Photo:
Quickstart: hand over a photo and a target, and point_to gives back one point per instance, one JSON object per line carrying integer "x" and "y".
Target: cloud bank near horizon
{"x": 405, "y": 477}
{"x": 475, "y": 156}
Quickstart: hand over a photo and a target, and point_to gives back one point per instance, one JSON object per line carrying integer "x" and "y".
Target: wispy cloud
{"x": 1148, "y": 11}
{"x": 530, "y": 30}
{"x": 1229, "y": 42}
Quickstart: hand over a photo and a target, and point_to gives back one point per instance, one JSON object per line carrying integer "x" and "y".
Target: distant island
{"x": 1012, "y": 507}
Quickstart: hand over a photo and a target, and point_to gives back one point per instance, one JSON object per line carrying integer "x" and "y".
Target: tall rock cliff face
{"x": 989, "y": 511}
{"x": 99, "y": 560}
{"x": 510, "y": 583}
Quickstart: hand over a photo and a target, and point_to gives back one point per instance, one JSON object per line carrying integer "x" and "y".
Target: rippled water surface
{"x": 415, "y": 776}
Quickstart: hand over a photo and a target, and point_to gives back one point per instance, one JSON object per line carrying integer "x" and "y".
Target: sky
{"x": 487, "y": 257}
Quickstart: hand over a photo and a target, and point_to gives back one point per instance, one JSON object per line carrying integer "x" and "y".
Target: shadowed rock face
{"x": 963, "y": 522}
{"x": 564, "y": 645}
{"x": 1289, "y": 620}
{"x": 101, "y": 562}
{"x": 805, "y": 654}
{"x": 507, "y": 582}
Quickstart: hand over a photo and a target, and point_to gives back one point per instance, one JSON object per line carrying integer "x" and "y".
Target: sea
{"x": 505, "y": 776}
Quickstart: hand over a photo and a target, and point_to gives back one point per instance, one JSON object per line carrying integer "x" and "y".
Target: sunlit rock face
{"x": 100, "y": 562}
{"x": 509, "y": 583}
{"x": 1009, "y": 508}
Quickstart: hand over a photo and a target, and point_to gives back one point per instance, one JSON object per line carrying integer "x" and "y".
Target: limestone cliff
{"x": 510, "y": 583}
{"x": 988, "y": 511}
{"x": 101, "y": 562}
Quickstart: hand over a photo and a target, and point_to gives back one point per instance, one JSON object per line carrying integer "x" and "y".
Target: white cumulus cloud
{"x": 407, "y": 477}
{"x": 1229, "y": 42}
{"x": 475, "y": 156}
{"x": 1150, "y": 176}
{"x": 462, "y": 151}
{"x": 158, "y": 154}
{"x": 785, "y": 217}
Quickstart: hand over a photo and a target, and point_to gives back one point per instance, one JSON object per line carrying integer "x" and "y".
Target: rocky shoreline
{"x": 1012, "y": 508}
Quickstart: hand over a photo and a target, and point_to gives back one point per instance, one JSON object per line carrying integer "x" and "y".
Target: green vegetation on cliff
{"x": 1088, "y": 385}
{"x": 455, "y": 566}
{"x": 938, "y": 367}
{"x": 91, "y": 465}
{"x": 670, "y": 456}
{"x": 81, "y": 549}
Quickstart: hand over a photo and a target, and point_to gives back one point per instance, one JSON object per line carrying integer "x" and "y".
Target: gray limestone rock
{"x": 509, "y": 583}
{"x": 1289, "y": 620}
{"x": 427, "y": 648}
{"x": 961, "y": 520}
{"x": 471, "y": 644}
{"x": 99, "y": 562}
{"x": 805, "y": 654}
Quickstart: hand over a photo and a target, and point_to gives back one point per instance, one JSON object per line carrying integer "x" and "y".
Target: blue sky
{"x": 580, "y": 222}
■ ■ ■ ■
__Instructions to follow__.
Restate exactly each line of the data from the one bearing "Target: limestone cliff" to the end, and add nothing.

__Answer section__.
Target: limestone cliff
{"x": 510, "y": 583}
{"x": 988, "y": 511}
{"x": 101, "y": 562}
Quickstart: hand over a photo and a target, and point_to gives back one point per instance, one JSON object per line carrying integer "x" and "y".
Target: white cumulus cloud
{"x": 407, "y": 477}
{"x": 1229, "y": 42}
{"x": 475, "y": 156}
{"x": 1150, "y": 176}
{"x": 462, "y": 151}
{"x": 158, "y": 154}
{"x": 785, "y": 217}
Quickstart: hand over a photo and a target, and point_to gives back one point per instance, one JSON object per line carrying integer "x" and "y".
Target: rocky shoreline
{"x": 1012, "y": 508}
Quickstart: hand over a photo and a target, and point_to gives back one point per instance, one JSON object per line carrying integer "x" and "y".
Target: green vegetation on cliff
{"x": 1088, "y": 385}
{"x": 455, "y": 566}
{"x": 938, "y": 367}
{"x": 91, "y": 465}
{"x": 670, "y": 456}
{"x": 81, "y": 549}
Quickstart: hand over a photo and a target, and point_to gives back one point per instance, one JSON object per line carrying integer "x" and "y".
Target: gray limestone rock
{"x": 509, "y": 583}
{"x": 1289, "y": 620}
{"x": 427, "y": 648}
{"x": 961, "y": 520}
{"x": 471, "y": 644}
{"x": 99, "y": 562}
{"x": 805, "y": 654}
Quickstart: hand over a photo and a target, and point_to gives back one point per instance, one JSON object per line carrying integer "x" and "y".
Target: blue sky
{"x": 580, "y": 222}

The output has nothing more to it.